▶ [RECORDS SUPPLIED]:
==========

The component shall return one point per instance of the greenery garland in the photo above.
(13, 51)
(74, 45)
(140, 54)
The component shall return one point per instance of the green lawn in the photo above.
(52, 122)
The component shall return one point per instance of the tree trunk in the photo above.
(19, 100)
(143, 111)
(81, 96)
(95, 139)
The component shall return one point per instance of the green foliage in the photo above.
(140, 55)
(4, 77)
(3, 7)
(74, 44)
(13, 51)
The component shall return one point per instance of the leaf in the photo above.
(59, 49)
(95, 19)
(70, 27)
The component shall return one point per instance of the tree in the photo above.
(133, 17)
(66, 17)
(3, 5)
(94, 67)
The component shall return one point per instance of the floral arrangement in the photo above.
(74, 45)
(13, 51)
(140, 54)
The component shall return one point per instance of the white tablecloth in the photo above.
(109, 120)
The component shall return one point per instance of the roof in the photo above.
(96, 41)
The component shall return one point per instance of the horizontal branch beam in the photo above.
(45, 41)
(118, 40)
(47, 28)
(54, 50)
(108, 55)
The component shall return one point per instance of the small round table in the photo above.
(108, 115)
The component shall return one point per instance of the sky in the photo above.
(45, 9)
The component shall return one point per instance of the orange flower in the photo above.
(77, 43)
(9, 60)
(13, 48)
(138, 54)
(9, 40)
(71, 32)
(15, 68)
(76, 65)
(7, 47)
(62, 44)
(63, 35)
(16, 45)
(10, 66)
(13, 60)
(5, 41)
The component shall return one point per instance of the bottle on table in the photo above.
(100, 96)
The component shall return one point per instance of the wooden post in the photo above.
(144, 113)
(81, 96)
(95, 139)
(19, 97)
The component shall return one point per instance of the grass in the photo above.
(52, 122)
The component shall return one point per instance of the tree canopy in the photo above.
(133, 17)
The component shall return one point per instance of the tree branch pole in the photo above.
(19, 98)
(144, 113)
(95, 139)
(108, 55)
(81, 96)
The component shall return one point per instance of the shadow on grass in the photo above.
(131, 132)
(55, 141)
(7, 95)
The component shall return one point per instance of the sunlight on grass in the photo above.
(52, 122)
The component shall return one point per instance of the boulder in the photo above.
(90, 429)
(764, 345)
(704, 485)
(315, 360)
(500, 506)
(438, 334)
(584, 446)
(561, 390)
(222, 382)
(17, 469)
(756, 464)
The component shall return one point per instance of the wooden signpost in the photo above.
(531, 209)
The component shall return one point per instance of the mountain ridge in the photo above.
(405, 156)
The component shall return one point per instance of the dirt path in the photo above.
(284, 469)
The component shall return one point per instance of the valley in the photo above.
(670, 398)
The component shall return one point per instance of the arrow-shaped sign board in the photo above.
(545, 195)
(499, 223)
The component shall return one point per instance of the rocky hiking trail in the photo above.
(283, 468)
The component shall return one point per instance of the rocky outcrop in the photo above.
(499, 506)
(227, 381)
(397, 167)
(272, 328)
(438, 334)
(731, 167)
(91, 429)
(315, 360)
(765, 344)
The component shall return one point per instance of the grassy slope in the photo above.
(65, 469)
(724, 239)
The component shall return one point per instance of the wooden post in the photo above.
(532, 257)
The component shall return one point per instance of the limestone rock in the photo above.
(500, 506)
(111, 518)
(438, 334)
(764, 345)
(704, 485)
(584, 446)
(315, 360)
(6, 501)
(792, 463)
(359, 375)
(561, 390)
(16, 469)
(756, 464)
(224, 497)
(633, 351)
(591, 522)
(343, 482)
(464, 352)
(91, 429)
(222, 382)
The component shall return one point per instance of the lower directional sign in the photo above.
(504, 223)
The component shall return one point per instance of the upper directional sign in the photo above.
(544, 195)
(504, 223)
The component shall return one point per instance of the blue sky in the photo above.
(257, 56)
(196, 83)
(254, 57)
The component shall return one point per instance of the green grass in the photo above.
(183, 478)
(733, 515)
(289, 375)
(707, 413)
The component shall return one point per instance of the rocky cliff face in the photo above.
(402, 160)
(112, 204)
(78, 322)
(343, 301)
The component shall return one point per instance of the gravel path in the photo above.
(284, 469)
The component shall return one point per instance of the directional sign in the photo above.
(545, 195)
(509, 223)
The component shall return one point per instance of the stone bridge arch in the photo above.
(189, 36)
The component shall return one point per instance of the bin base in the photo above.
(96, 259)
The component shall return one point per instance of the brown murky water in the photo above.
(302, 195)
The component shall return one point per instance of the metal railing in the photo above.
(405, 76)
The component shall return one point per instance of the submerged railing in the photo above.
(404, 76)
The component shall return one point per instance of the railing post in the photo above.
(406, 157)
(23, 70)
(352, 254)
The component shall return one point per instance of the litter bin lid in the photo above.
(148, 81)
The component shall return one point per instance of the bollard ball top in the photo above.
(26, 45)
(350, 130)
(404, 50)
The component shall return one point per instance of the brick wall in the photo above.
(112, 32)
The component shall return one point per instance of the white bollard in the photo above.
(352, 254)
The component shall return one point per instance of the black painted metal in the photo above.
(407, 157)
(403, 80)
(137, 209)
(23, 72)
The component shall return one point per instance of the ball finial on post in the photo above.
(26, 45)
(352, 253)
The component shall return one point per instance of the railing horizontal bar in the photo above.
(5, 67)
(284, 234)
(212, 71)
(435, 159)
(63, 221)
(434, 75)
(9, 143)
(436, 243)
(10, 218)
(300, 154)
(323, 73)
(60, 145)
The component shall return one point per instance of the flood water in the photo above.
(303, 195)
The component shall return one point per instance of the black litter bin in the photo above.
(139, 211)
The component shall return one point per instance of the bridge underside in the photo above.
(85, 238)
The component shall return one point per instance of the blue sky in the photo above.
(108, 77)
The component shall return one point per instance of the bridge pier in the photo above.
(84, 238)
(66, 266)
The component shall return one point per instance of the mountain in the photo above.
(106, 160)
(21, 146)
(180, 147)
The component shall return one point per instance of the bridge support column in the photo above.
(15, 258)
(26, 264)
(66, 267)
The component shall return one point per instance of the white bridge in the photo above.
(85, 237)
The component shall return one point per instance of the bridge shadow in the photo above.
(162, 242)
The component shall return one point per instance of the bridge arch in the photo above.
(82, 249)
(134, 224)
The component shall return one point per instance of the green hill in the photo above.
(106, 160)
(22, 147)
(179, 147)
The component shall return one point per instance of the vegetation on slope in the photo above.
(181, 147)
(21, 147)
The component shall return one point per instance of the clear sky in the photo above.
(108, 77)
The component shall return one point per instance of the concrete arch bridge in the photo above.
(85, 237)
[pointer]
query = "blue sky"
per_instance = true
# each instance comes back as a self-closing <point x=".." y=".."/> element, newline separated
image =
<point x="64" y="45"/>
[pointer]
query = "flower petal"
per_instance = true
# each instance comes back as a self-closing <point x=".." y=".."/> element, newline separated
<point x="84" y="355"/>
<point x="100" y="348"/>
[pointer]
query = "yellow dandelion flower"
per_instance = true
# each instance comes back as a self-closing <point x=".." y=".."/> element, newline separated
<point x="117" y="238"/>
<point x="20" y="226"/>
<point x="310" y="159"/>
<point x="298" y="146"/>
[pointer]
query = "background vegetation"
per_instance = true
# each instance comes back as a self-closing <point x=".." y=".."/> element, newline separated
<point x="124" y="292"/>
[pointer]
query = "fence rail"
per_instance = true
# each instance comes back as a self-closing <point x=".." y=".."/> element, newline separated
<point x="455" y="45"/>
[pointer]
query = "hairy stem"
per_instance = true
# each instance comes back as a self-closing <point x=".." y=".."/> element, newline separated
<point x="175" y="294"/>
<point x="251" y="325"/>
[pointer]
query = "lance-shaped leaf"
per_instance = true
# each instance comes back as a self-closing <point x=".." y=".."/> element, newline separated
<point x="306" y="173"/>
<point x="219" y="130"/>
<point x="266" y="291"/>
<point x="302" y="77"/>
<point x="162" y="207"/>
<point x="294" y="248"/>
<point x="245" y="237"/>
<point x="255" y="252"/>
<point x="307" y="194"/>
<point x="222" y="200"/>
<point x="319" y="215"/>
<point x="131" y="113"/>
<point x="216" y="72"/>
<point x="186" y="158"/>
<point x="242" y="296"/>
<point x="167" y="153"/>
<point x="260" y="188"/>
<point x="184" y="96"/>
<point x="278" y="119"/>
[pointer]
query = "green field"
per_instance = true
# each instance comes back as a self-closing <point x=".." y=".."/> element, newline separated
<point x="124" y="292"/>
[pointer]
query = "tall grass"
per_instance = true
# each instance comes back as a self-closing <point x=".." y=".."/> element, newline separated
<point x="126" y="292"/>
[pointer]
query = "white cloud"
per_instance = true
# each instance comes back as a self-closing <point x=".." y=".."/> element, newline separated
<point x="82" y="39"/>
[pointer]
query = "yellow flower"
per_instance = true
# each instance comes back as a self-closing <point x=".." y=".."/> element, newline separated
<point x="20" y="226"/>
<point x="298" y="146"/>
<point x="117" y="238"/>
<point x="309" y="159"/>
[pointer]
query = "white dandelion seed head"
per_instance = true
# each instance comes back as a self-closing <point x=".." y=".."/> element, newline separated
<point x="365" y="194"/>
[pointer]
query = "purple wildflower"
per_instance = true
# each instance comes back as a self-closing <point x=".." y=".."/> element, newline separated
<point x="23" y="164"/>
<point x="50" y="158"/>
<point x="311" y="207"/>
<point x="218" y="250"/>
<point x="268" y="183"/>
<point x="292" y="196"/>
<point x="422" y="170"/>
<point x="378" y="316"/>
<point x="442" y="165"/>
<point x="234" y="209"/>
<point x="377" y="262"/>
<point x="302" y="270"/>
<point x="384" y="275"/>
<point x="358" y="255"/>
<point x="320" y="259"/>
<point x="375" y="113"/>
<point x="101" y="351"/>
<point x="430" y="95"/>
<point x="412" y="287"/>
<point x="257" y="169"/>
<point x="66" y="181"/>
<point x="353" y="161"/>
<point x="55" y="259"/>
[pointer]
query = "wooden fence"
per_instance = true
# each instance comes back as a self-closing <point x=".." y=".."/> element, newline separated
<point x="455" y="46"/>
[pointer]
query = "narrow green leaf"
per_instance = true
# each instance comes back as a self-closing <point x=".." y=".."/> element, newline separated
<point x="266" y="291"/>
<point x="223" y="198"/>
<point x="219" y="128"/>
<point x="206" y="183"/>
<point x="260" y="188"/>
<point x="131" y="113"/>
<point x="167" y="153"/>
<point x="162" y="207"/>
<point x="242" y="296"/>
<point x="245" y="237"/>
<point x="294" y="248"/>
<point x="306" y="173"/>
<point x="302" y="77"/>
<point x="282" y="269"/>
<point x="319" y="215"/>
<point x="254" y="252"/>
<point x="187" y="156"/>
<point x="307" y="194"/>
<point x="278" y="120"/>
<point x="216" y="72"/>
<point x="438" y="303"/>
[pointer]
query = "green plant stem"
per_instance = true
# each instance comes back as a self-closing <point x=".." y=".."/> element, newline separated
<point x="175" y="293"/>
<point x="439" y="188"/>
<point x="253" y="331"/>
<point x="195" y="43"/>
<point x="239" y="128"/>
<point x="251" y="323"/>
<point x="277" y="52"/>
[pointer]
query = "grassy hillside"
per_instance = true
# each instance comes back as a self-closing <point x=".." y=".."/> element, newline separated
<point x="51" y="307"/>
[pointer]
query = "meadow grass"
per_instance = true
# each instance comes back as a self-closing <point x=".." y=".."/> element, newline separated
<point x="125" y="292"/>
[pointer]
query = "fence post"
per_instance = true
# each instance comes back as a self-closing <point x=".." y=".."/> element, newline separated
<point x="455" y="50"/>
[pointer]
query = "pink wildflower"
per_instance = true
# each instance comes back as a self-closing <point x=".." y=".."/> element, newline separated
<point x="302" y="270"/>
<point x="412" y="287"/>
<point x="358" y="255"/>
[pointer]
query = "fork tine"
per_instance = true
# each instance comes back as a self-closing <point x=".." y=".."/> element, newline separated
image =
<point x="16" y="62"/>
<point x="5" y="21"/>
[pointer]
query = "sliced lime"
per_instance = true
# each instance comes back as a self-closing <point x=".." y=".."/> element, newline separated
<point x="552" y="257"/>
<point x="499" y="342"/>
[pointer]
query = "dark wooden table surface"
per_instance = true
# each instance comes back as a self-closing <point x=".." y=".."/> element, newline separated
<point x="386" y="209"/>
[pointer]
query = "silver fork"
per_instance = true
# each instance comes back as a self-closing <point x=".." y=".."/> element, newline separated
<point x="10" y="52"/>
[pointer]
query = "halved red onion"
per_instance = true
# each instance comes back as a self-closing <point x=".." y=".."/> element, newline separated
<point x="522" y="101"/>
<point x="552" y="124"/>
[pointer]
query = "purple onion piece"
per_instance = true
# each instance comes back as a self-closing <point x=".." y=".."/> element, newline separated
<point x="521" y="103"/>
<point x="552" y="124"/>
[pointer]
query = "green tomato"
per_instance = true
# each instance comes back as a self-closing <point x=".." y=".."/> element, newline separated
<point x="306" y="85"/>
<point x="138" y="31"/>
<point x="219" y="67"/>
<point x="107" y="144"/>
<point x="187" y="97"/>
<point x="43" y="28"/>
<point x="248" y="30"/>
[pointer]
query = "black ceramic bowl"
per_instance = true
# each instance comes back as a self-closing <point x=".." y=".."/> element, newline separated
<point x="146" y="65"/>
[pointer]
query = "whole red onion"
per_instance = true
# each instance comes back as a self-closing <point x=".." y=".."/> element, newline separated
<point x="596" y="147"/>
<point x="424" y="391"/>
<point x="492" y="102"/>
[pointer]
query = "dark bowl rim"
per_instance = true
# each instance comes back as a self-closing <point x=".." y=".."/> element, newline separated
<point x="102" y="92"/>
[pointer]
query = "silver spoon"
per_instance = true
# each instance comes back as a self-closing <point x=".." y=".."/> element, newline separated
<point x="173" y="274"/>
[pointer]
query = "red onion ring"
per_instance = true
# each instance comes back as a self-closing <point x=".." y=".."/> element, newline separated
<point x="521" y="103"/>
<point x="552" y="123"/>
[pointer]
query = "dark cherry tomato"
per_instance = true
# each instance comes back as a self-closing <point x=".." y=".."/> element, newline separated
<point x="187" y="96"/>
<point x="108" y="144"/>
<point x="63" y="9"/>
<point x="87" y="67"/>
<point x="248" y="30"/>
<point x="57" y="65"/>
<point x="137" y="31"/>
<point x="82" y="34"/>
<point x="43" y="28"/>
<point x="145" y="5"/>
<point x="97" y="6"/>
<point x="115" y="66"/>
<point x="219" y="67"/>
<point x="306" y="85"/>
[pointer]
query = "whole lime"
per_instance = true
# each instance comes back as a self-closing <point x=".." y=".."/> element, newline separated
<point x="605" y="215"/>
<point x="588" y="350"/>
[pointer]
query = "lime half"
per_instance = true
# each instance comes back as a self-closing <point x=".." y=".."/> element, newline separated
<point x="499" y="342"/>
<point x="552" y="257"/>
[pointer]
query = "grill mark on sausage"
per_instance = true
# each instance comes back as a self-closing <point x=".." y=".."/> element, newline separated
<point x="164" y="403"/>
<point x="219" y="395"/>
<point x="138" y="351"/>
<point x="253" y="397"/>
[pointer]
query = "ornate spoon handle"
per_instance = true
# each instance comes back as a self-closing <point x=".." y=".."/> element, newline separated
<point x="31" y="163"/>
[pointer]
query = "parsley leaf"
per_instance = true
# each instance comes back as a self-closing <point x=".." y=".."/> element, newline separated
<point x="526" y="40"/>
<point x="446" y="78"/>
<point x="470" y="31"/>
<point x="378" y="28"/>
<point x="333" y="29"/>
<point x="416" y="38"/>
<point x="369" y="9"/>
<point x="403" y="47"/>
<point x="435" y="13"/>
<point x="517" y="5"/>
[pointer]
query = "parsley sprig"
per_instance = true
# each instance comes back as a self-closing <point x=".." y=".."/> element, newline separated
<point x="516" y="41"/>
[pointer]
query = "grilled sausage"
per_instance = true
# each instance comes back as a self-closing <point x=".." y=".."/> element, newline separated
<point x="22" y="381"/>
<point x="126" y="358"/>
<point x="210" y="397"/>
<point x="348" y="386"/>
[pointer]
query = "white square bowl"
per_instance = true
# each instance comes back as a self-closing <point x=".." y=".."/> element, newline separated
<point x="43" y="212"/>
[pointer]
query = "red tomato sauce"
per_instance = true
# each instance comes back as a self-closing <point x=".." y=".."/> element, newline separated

==========

Search the material for the word "dandelion" and report how many lines hold it. Add nothing else.

2